◆ **Work to do**
Please edit everything from the line containing "In this picture, where can the ornate gold" down to the end of the entries, replacing "staircase" with "stairway" and leaving all else unchanged.

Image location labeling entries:
* * *

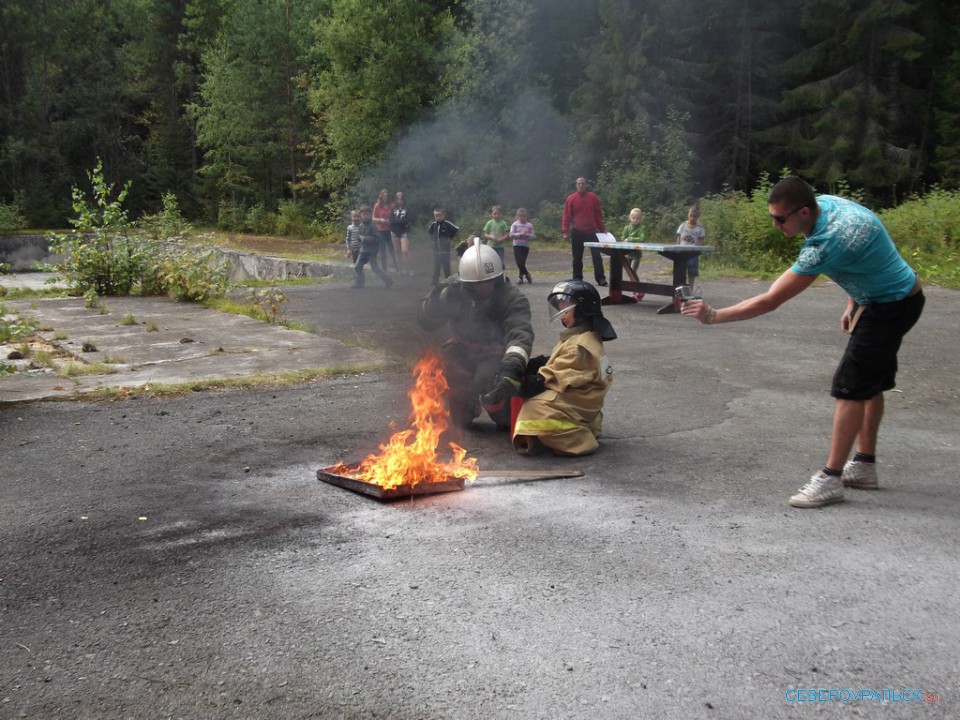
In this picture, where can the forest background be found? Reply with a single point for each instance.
(274, 116)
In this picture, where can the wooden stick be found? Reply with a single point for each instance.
(530, 474)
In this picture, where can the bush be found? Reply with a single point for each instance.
(101, 256)
(11, 217)
(738, 225)
(104, 257)
(230, 215)
(930, 223)
(260, 221)
(185, 273)
(293, 219)
(168, 223)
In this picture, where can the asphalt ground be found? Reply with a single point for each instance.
(176, 556)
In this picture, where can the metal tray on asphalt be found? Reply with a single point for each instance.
(395, 493)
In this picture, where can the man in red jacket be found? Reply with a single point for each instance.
(582, 220)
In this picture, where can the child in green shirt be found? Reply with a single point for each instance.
(635, 232)
(497, 231)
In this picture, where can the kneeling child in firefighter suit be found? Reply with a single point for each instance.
(563, 406)
(492, 335)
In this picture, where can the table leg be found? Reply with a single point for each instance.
(615, 295)
(679, 278)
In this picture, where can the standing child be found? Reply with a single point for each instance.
(370, 247)
(400, 221)
(635, 232)
(382, 209)
(495, 232)
(441, 232)
(690, 233)
(522, 233)
(352, 239)
(563, 410)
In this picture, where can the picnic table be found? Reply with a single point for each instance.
(617, 251)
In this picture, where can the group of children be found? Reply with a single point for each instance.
(364, 240)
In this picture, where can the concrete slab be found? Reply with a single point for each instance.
(157, 340)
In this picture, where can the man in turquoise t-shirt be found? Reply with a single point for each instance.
(847, 243)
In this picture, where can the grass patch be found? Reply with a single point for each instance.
(26, 293)
(253, 382)
(75, 369)
(253, 283)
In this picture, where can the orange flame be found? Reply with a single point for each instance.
(410, 456)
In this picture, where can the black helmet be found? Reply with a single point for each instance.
(586, 303)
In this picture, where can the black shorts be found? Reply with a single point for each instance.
(869, 364)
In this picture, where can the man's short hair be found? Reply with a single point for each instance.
(792, 191)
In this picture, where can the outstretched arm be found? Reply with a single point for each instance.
(785, 287)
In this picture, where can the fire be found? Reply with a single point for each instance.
(410, 456)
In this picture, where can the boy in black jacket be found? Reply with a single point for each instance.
(370, 238)
(441, 232)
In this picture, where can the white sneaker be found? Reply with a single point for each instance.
(860, 475)
(821, 490)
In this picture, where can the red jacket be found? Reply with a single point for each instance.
(582, 212)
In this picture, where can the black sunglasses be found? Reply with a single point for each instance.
(781, 219)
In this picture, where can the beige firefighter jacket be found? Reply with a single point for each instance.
(567, 416)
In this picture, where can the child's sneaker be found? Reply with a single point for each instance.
(822, 490)
(860, 475)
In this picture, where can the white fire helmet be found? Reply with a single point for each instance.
(479, 262)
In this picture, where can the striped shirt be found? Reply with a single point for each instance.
(522, 234)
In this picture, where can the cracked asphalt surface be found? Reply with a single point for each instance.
(176, 557)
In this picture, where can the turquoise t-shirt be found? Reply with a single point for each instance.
(851, 246)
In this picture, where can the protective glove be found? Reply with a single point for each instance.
(451, 295)
(535, 363)
(532, 384)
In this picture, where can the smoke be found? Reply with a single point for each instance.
(468, 159)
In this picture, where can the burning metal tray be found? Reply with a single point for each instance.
(395, 493)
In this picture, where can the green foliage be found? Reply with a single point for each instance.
(11, 218)
(293, 219)
(185, 273)
(104, 257)
(738, 224)
(268, 301)
(253, 118)
(927, 231)
(930, 224)
(101, 255)
(379, 65)
(650, 170)
(168, 223)
(260, 221)
(12, 330)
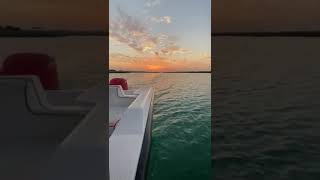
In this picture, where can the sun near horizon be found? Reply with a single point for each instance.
(160, 35)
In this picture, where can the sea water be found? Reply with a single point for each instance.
(181, 133)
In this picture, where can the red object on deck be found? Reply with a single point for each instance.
(119, 81)
(40, 65)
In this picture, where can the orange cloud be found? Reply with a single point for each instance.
(155, 63)
(164, 19)
(133, 33)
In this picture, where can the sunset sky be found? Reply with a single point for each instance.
(160, 35)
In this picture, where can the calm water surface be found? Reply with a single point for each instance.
(266, 120)
(181, 125)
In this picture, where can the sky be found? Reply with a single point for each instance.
(62, 14)
(160, 35)
(265, 15)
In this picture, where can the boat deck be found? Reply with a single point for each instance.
(115, 114)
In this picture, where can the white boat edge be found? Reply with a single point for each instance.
(129, 143)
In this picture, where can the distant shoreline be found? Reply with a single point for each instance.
(269, 34)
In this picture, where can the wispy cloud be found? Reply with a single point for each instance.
(153, 63)
(151, 3)
(164, 19)
(132, 32)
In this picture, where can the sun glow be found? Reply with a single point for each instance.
(153, 67)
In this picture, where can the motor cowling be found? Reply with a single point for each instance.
(37, 64)
(119, 81)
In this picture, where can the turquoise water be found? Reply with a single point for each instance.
(181, 135)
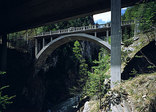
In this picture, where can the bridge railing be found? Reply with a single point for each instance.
(83, 28)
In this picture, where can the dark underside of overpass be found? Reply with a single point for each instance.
(19, 15)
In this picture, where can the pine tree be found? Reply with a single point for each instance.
(95, 82)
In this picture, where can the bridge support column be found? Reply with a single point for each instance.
(95, 34)
(43, 42)
(36, 47)
(115, 42)
(4, 53)
(107, 34)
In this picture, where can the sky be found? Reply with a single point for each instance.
(103, 18)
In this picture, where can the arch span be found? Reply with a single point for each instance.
(50, 47)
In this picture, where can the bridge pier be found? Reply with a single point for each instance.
(36, 47)
(4, 53)
(107, 35)
(115, 42)
(43, 42)
(95, 34)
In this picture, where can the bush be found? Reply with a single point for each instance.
(128, 42)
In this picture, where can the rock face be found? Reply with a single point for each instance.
(143, 62)
(86, 107)
(51, 85)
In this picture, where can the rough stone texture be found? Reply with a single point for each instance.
(44, 53)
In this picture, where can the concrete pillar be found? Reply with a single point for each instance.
(107, 34)
(115, 42)
(136, 29)
(4, 53)
(95, 34)
(43, 42)
(36, 47)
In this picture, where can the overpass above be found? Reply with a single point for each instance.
(19, 15)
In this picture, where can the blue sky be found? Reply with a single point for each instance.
(103, 18)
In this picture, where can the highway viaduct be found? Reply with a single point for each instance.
(19, 15)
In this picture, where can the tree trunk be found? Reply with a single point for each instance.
(4, 53)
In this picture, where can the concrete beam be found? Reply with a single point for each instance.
(115, 42)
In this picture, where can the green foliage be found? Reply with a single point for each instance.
(4, 99)
(144, 14)
(128, 42)
(77, 50)
(95, 83)
(82, 69)
(133, 72)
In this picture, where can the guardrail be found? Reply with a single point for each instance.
(82, 28)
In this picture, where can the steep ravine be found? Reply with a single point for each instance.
(51, 86)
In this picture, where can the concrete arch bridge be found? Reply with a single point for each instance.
(47, 42)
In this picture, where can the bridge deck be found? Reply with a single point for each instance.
(87, 29)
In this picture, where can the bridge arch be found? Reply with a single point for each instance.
(51, 46)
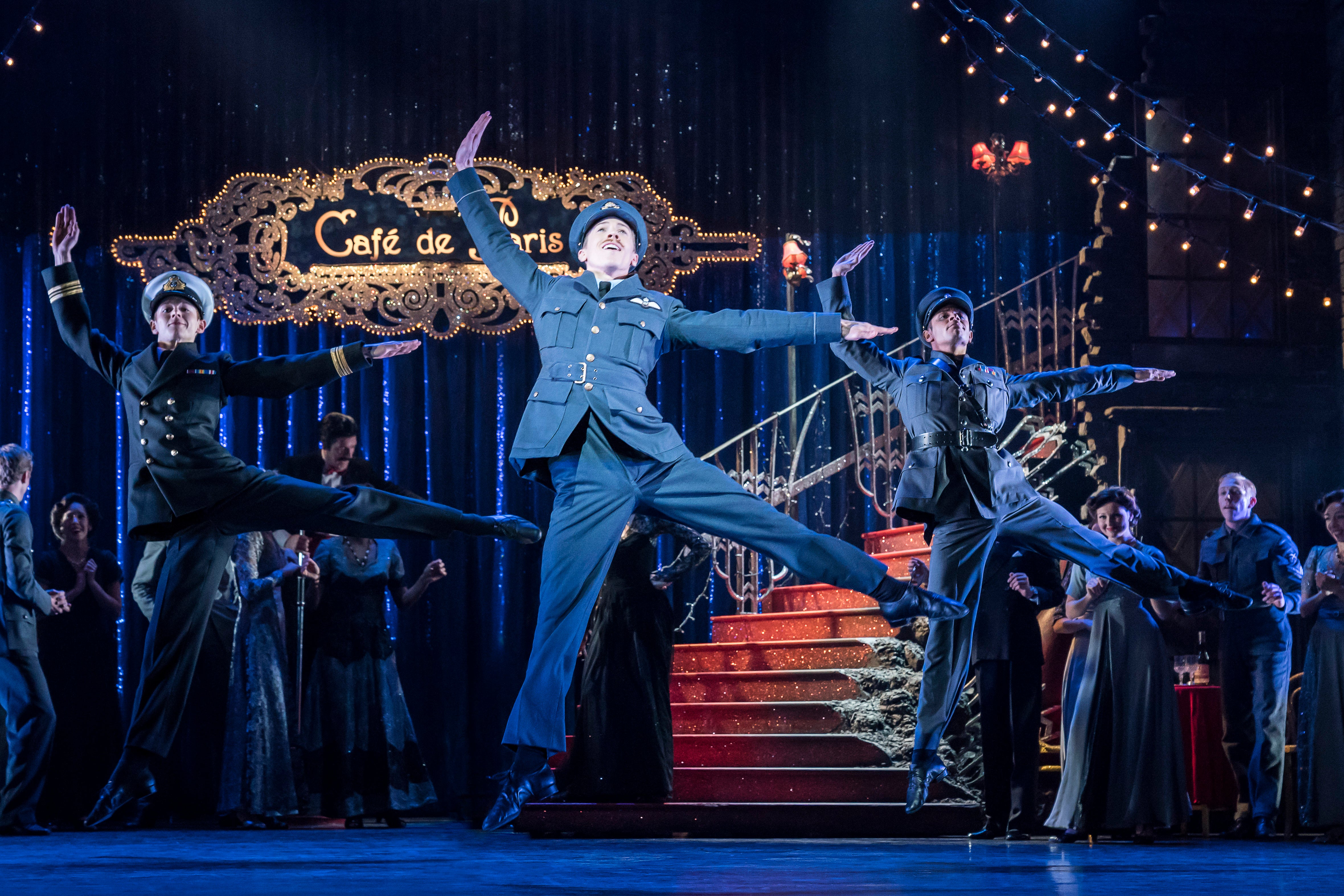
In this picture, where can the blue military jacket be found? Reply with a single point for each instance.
(1257, 553)
(21, 594)
(947, 483)
(178, 465)
(597, 354)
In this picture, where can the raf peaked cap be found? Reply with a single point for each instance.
(177, 283)
(609, 209)
(939, 298)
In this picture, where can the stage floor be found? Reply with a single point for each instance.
(447, 858)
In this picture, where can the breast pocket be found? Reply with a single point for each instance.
(639, 330)
(558, 321)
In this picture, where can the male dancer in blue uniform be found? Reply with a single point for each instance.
(970, 492)
(187, 489)
(592, 433)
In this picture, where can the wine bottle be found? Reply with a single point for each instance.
(1201, 676)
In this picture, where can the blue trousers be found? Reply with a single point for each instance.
(596, 493)
(1256, 663)
(957, 569)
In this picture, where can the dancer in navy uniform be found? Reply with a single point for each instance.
(970, 492)
(592, 433)
(189, 489)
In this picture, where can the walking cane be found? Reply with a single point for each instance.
(300, 600)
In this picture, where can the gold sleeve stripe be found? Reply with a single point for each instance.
(61, 291)
(340, 363)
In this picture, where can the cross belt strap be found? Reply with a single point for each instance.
(601, 374)
(957, 440)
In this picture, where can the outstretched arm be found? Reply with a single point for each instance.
(68, 304)
(506, 261)
(1077, 382)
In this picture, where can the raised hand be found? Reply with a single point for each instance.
(392, 350)
(471, 143)
(854, 331)
(65, 234)
(851, 260)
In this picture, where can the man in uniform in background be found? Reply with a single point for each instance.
(1255, 649)
(970, 492)
(189, 489)
(30, 718)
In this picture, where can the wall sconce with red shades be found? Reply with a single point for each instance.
(996, 162)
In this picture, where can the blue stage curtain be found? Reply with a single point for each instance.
(836, 121)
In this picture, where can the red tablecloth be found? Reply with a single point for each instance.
(1209, 777)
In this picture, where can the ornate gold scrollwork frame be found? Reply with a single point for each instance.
(238, 245)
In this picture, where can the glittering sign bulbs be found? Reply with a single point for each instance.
(382, 246)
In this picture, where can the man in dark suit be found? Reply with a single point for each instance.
(30, 719)
(336, 465)
(970, 492)
(1007, 657)
(189, 489)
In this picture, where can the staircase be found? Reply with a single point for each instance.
(785, 726)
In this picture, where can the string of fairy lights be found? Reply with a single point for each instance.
(1073, 104)
(30, 23)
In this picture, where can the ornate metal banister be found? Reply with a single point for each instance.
(1039, 330)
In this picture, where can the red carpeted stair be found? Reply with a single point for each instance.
(759, 743)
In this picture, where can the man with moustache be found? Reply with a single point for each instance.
(592, 433)
(970, 492)
(187, 489)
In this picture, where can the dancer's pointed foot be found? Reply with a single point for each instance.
(925, 770)
(901, 602)
(1199, 596)
(131, 781)
(517, 790)
(515, 528)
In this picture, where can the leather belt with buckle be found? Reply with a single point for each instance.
(956, 440)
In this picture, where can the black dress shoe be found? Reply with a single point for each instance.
(22, 829)
(518, 789)
(901, 602)
(131, 781)
(1199, 596)
(515, 528)
(924, 772)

* * *

◆ **Problem solution**
In this picture, where can the ornate gold scrollwork frame be found? Reply with a single point for each instance.
(238, 245)
In this picture, where can the glittering sign bulbs be found? Reply with a single point for each instance.
(382, 246)
In this picture, where can the man in dark suit be found? Reply with a single point for each instance.
(30, 719)
(336, 465)
(970, 492)
(1007, 657)
(189, 489)
In this picture, where can the stairway be found? Reply with a single point for each instance.
(785, 726)
In this picture, where can the string of fairy lights be found? Reply with a single point for each instance.
(1073, 104)
(30, 23)
In this picture, where can the ornate metal banister be found? Reply with a single point for each instance.
(1039, 330)
In this picture, where can the red carpeted stair be found? Reply with a single point for each instance.
(759, 743)
In this picture, where can the man with moustache be found? Reply with a single point for each instance.
(592, 433)
(970, 492)
(187, 489)
In this picture, where can the dancer's pointed foot be found? Reply with a single point for each instance.
(925, 770)
(901, 602)
(1199, 596)
(131, 781)
(517, 790)
(515, 528)
In this picture, where can the leather belt with buckle be found? Reply with a single point for each instance.
(956, 440)
In this picture, where can the black dress shoe be found? Reply with a single point for each instance.
(22, 829)
(518, 789)
(901, 602)
(131, 781)
(1199, 596)
(515, 528)
(924, 772)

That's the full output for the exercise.